Please pick out each line in the listing below that contains the string "seated" and copy it whole. Case counts, so a line with the string in different capitals does not match.

» **Supplied material**
'''

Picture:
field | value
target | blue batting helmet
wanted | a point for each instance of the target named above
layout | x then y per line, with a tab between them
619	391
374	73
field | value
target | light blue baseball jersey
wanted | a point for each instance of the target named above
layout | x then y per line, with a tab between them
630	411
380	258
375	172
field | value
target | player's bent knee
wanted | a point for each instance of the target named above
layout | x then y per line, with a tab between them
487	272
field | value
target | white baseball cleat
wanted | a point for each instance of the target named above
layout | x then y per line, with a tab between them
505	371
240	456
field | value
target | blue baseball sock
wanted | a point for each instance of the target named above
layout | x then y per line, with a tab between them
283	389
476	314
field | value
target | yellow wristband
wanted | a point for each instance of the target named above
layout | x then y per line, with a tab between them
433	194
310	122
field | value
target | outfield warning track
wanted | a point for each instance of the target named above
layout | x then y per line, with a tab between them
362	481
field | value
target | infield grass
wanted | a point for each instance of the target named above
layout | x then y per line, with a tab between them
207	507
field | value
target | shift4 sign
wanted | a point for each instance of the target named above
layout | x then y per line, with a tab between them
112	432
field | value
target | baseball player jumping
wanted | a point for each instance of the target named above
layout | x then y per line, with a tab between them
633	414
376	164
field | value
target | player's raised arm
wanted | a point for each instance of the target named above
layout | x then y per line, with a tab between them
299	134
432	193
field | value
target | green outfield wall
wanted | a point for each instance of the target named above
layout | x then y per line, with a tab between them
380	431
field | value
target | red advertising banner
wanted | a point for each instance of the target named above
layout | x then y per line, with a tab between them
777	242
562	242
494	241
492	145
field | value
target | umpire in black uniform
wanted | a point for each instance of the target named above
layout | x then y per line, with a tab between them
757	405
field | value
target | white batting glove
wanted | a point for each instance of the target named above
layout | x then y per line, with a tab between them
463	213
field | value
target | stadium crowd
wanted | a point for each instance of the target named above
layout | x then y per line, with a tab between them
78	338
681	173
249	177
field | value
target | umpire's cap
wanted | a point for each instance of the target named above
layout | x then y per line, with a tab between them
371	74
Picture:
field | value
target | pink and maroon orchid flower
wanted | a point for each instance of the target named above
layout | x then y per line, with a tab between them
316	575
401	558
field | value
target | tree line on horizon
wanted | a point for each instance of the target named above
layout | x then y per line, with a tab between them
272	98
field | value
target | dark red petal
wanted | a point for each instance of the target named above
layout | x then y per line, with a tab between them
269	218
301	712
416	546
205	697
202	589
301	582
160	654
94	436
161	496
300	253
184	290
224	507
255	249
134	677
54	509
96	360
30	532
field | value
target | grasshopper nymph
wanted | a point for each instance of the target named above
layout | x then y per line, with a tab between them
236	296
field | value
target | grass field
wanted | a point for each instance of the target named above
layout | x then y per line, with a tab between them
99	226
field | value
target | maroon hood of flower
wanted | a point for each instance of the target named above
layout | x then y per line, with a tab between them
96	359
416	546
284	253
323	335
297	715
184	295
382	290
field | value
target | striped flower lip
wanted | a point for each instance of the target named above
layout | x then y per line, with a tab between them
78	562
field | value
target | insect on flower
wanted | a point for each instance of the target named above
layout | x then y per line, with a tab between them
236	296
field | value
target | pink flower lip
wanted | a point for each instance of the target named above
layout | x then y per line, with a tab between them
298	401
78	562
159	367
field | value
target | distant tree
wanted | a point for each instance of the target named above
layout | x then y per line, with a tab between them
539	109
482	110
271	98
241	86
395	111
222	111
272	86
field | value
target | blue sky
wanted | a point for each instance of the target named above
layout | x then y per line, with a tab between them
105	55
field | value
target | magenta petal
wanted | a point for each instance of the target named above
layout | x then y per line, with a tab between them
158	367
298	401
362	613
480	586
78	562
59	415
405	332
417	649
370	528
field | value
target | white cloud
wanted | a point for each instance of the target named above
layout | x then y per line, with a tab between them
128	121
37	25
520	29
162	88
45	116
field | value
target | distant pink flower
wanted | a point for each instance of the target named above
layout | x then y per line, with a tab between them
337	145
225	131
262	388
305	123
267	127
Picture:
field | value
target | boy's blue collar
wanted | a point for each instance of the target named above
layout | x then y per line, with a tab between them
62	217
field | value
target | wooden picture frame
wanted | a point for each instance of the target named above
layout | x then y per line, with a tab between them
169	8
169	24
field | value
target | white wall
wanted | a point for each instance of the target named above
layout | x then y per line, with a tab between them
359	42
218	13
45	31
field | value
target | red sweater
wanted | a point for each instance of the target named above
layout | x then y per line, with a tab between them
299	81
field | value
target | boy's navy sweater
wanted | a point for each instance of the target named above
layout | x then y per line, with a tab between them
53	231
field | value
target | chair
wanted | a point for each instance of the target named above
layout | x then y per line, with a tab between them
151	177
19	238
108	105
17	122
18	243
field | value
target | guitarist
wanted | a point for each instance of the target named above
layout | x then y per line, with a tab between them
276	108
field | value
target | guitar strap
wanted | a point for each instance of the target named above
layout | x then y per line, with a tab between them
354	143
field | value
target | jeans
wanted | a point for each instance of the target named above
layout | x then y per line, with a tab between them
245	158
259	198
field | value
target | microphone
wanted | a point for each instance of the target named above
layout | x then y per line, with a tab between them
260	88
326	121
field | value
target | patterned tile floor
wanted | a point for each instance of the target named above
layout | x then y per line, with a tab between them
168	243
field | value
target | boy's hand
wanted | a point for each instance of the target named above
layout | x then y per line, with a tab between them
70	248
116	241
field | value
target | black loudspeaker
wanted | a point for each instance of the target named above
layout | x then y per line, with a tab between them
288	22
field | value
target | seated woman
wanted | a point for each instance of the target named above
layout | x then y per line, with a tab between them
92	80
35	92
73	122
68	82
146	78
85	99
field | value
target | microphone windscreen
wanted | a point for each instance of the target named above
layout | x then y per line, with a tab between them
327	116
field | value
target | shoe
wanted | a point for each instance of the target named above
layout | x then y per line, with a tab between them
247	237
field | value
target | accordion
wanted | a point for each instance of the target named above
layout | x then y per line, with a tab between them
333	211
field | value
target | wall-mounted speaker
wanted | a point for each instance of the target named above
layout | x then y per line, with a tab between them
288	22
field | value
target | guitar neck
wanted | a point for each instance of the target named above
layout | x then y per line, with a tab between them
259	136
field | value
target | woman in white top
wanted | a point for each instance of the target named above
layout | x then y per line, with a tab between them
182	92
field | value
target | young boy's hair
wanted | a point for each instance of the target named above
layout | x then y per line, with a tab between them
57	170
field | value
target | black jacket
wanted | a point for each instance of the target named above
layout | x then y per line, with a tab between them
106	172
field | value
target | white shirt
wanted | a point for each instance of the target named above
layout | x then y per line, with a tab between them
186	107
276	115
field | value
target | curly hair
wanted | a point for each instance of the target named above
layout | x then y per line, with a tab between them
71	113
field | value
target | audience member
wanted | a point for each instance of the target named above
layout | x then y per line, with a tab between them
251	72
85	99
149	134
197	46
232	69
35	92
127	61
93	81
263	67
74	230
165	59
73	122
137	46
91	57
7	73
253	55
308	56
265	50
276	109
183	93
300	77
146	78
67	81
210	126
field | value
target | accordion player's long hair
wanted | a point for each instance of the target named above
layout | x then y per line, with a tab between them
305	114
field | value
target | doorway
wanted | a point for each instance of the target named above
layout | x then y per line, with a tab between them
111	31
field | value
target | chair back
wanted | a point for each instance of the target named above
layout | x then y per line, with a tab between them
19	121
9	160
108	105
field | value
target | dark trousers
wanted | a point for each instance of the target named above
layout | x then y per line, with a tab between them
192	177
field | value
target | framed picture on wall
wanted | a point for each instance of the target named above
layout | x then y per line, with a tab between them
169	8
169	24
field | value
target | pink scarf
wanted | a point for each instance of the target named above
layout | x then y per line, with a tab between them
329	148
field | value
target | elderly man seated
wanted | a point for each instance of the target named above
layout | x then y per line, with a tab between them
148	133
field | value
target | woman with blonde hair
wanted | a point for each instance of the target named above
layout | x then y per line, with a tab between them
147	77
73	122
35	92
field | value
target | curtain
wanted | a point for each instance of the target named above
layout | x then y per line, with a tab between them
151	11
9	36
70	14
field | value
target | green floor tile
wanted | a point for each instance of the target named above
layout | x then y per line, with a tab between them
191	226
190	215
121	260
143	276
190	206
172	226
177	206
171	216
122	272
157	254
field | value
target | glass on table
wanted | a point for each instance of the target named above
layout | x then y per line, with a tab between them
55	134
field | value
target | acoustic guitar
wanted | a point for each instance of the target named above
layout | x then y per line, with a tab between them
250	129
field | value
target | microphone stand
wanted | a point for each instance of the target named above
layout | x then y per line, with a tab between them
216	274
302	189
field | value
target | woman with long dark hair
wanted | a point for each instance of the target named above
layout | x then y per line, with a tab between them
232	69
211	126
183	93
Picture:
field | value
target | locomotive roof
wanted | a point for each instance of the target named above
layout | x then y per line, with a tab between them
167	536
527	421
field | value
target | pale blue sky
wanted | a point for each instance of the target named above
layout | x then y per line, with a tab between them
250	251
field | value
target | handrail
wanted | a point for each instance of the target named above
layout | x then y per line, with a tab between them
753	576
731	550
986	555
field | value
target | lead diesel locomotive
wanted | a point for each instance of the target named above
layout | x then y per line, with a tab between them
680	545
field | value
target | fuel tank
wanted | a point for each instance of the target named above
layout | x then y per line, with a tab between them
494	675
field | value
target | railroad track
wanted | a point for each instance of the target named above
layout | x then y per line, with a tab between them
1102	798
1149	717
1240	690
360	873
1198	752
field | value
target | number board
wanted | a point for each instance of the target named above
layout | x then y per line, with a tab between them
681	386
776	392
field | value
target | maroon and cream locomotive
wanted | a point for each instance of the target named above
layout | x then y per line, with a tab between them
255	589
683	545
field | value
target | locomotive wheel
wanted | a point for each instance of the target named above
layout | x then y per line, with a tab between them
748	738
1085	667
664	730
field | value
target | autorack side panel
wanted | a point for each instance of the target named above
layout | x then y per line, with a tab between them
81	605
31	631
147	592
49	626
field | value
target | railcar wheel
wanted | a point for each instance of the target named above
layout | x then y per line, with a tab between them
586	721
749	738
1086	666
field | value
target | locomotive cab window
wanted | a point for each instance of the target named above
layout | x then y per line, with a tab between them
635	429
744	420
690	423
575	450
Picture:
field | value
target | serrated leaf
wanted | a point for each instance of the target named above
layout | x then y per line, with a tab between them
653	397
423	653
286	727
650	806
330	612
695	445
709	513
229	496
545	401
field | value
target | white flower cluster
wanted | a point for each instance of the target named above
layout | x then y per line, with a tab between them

'''

» **Response to the exercise**
target | seated woman
target | elderly man seated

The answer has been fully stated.